Extract to read.

◇ ◇ ◇ ◇ ◇

Read the Parquet file. Image by Author.

Apart from Spark, Parquet can also work with Hive. When you create a Hive table, use STORED AS PARQUET to make Parquet the storage format.

Useful Operations with Parquet

Apart from reading and writing, there are some basic operations every developer should know since they are useful when working with Parquet files. Let’s review them in this section.

I will use pandas and PyArrow to illustrate the concepts.

Append data to an existing Parquet file

Appending data is useful when new records need to be added without rewriting the entire dataset.

import pyarrow.parquet as pq
import pyarrow as pa

# Load existing Parquet file
existing_table = pq.read_table("data.parquet")

# New data
new_data = pd.DataFrame({
    "Name": ["David", "Emma"],
    "Age": [40, 28],
    "City": ["San Francisco", "Seattle"]
})

# Convert new data to PyArrow table
new_table = pa.Table.from_pandas(new_data)

# Concatenate both tables
merged_table = pa.concat_tables([existing_table, new_table])

# Write back to Parquet file
pq.write_table(merged_table, "data.parquet")

Read only specific columns from a Parquet file

Instead of loading the entire dataset, you can select only the necessary columns, reducing memory usage and improving performance. This is significantly faster than reading the full dataset:

df = pd.read_parquet("data.parquet", columns=["Name", "Age"])
print(df)

Filtering data while reading (predicate pushdown)

Parquet allows efficient filtering at the storage level, known as predicate pushdown, which prevents loading unnecessary data. This avoids scanning the entire file, making queries much faster:

import pyarrow.parquet as pq

# Read only rows where Age > 30
table = pq.read_table("data.parquet", filters=[("Age", ">", 30)])

◇ ◇ ◇ ◇ ◇

What to do.
#1 Decide whether each statement below agrees with the Parquet excerpt, answering yes or no and quoting the deciding words from it. (a) A Hive table can be given Parquet as its storage format. (b) The concepts are illustrated with pandas and NumPy. (c) Predicate pushdown filters data at the storage level.
#2 Summarize the Parquet excerpt in two sentences.
#3 Resume the Parquet excerpt from the point where it stops.

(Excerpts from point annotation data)
◇ ◇ ◇ ◇ ◇

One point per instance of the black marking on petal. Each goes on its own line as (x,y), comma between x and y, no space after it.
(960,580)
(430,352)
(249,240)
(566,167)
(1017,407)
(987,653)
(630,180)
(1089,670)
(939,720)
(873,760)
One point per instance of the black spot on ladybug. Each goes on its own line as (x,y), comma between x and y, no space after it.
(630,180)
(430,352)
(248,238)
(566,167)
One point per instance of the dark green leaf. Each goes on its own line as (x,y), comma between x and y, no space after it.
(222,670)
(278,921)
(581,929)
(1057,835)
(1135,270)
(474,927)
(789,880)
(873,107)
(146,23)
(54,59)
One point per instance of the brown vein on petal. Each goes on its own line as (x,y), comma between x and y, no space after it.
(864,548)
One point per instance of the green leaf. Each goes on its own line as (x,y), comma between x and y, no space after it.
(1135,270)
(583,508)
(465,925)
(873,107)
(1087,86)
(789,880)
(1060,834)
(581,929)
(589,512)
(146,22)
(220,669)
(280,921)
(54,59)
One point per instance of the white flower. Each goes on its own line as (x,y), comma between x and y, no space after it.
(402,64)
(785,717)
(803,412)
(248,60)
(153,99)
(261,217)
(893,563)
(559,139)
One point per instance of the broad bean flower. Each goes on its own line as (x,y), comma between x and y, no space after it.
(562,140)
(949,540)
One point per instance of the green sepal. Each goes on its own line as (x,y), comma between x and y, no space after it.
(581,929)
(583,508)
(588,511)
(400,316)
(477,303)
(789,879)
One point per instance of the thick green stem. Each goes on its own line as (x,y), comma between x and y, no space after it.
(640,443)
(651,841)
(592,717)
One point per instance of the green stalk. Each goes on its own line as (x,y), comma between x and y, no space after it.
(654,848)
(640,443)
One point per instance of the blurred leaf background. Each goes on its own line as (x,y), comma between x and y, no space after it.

◇ ◇ ◇ ◇ ◇

Expected responses.
#1
(a) Yes: "When you create a Hive table, use STORED AS PARQUET to make Parquet the storage format."
(b) No: "I will use pandas and PyArrow to illustrate the concepts."
(c) Yes: "Parquet allows efficient filtering at the storage level, known as predicate pushdown"

#2 Parquet works with Hive as well as Spark, and a Hive table can use Parquet as its storage format through STORED AS PARQUET. Using pandas and PyArrow, the text shows how to append new records to an existing Parquet file, how to read only selected columns to reduce memory use and improve performance, and how to filter rows while reading through predicate pushdown.

#3
df = table.to_pandas()
print(df)

Merge multiple Parquet files

Often, Parquet files are stored as separate partitions. You can merge them into a single Parquet file. This is useful when combining datasets from different sources:

import pyarrow.parquet as pq
import pyarrow as pa

# List of Parquet files to merge
file_list = ["data_part1.parquet", "data_part2.parquet"]

# Read all files and merge
tables = [pq.read_table(f) for f in file_list]
merged_table = pa.concat_tables(tables)

# Write merged Parquet file
pq.write_table(merged_table, "merged_data.parquet")

Convert CSV to Parquet

If you have existing CSV files, converting them to Parquet saves space and speeds up processing, which drastically reduces file size and improves read performance:

df = pd.read_csv("data.csv")
df.to_parquet("data.parquet", engine="pyarrow", index=False)

Partition Parquet files for faster queries

Partitioning organizes data into subdirectories based on a column value, making queries significantly faster.

Here’s how you can write partitioned data:

df.to_parquet("partitioned_data/", engine="pyarrow", partition_cols=["City"])

The above code creates subdirectories:

partitioned_data/City=New York/
partitioned_data/City=Los Angeles/
partitioned_data/City=Chicago/

Then, you can read only a specific partition:

df = pd.read_parquet("partitioned_data/City=New York/")
print(df)

This speeds up analysis by scanning only relevant partitions!

Use compression to optimize storage

Parquet supports compression algorithms like Snappy, Gzip, and Brotli to reduce file size:

df.to_parquet("compressed.parquet", engine="pyarrow", compression="snappy")

Best Practices for Using Apache Parquet

When I first started using Apache Parquet, I realized that minor adjustments could greatly improve its efficiency. Here are some of my top tips for optimizing Parquet in real-world scenarios.

Choose the right compression codec

If you want to save storage, codecs like Snappy or Gzip can be your go-to options—snappy offers quick compression and decompression, perfect for scenarios where speed matters most.

Conversely, Gzip is ideal if you’re tight on storage but can handle slightly slower reads. The key is understanding your workload—a faster codec like Snappy often wins out if you frequently access files. However, Gzip is best for archival data.

Partition data effectively

Break your data into logical subsets, like dividing it by date, region, or any other frequently queried field to reduce the amount of data scanned during a query. I once worked with a dataset containing years of transaction logs and partitioned it by year and month to fetch specific periods in seconds rather than minutes.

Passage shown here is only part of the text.